• [Selected passage]:
------------

# 56 Days till Halloween



## Dinosaur1972 (Mar 28, 2007)

56 Days till Halloween
9/5/2013

Here are a couple of mixes I downloaded from Rue Morgue Radio:

*Rue Morgue Radio - Hymns from the House of Horror (2010)*
Great intro and outro, and terrific selection of songs. I guess I’d categorize them as somewhere between “rockabilly” (or more accurately, “horrorbilly”) and metal. They are a little heavier than what I’d typically listen to, but they’re all well done. Midnight Syndicate’s “Haunted Nursery” starts it, which is a little weird, but the rest are pretty rockin.

------------

• [Data section]:

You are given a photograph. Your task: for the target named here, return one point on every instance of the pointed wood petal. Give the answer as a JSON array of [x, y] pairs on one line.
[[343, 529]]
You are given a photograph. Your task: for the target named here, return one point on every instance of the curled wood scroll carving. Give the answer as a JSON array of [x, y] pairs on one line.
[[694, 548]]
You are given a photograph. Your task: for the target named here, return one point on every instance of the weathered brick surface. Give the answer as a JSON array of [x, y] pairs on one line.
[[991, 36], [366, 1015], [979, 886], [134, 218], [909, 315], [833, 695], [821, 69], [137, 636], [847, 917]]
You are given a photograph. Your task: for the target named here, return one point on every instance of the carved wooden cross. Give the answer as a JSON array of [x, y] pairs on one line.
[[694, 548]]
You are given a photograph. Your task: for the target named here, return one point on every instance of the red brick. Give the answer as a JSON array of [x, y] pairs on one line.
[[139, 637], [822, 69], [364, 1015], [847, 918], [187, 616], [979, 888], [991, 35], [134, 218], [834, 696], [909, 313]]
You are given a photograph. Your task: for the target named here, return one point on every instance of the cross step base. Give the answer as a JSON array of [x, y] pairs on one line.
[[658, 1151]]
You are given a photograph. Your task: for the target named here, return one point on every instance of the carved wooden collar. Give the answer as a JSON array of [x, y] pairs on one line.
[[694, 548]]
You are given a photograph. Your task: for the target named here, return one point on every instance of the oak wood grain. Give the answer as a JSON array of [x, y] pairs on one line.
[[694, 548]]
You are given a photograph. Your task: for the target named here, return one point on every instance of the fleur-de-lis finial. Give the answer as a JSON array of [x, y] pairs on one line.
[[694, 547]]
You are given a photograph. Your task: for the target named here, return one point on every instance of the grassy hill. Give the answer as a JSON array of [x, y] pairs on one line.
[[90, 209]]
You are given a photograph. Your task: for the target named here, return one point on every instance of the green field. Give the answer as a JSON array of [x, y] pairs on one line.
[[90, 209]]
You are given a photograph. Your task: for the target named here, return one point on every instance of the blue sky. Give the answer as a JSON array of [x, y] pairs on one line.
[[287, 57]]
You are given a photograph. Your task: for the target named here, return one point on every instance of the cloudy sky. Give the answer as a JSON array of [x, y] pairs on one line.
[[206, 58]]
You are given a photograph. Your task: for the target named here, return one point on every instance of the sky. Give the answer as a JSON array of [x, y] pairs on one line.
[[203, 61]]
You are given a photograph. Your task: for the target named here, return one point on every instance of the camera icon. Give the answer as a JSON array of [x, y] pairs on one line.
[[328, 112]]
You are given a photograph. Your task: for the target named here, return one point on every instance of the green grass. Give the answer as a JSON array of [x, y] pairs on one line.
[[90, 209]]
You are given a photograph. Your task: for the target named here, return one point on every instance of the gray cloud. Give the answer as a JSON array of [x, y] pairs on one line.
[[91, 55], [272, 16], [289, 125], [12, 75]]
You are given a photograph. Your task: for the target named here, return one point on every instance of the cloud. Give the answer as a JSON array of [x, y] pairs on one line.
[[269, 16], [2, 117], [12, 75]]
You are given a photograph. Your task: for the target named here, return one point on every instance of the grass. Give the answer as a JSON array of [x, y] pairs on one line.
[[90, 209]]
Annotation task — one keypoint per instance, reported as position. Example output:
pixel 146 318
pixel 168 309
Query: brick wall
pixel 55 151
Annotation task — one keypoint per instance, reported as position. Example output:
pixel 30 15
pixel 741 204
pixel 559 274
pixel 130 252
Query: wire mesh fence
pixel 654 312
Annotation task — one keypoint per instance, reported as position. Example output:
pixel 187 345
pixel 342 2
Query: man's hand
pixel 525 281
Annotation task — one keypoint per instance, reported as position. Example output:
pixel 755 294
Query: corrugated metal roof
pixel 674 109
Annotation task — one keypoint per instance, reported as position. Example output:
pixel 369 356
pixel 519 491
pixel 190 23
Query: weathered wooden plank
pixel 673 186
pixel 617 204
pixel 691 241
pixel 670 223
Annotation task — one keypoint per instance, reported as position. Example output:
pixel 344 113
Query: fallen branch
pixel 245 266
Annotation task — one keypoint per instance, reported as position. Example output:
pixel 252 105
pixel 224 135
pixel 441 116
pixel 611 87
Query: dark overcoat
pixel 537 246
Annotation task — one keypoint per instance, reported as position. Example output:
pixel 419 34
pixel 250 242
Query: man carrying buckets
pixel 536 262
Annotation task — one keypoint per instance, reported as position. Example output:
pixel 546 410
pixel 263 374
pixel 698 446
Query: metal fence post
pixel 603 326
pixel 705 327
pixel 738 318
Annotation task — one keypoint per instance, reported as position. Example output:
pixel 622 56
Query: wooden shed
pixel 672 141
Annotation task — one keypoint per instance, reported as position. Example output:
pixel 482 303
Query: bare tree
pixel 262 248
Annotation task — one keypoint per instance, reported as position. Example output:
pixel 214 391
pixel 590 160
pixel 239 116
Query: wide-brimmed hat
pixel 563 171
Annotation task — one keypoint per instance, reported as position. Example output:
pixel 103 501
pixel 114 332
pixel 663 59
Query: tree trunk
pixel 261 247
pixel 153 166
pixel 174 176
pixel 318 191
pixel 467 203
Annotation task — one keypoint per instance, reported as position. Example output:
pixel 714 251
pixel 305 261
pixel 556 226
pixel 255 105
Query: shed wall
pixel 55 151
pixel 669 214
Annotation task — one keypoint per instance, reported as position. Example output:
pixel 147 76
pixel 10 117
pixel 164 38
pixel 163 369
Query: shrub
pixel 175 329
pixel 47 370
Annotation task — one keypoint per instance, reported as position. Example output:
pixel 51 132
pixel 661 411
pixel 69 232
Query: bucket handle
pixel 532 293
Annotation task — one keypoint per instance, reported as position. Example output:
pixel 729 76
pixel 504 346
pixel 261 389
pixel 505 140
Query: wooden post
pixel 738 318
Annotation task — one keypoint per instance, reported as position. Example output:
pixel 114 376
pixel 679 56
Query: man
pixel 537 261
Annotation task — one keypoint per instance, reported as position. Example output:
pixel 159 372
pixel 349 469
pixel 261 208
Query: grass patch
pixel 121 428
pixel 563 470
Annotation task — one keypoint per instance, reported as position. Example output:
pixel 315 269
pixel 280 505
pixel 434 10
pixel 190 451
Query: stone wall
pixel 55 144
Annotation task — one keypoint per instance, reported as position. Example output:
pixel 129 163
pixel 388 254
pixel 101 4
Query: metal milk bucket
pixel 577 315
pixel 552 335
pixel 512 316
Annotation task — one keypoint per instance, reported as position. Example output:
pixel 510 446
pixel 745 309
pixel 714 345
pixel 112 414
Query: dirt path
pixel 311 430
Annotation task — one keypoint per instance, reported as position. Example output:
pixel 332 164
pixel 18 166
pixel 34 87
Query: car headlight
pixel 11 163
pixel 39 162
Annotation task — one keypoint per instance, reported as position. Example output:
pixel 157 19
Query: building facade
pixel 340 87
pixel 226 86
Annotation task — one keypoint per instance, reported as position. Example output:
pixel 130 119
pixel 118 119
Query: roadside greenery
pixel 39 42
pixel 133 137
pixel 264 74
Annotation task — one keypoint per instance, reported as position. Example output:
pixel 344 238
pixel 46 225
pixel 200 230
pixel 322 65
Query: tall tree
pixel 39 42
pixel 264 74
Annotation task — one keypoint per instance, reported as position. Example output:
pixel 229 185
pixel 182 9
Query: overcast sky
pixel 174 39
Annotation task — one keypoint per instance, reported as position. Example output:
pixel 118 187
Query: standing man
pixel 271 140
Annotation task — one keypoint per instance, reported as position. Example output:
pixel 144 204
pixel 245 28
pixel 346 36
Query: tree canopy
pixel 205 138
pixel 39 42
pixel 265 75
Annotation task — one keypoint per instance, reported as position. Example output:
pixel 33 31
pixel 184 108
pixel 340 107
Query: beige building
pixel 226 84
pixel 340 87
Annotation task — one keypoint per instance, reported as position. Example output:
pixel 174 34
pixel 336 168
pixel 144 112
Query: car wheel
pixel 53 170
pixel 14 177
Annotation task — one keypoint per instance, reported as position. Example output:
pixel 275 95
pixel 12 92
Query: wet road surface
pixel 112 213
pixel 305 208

------------

• [Your tasks]:
**a)** In the Halloween countdown post, which song opens the Hymns from the House of Horror mix?
**b)** Decide whether each statement agrees with the Halloween countdown post, answering yes or no and quoting the deciding words: (i) The mixes were downloaded from Rue Morgue Radio. (ii) The songs are lighter than what the poster usually listens to. (iii) The post is dated 9/5/2013.
**c)** Resume the Halloween countdown post after its last sentence and keep writing.
The records were taken from a different source than the post.

• [Answers given]:
**a)** Midnight Syndicate's "Haunted Nursery" opens it.

**b)**
(i) Yes: "Here are a couple of mixes I downloaded from Rue Morgue Radio"
(ii) No: "They are a little heavier than what I’d typically listen to"
(iii) Yes: "9/5/2013"

**c)**
*Rue Morgue Radio - Hymns from the House of Horror Vol. II (2011)*
Similar to the first … fun intro, lots of hard rock / horrorbilly. This one has more of the harder stuff – even GWAR. Even more fun .. the folks at Rue Morgue Radio added the audio for trailers to pretend horror movies. It is a great idea and works really well. I like the 2010 mix more than this one, mainly because this is way more heavy metal than what I go for.

RMR did release a set of songs last year one by one to serve as their volume III, but there was no cover art or anything like that. I’d be surprised if they do anything this year. Which is sad, because Volumes I and II are pretty fun.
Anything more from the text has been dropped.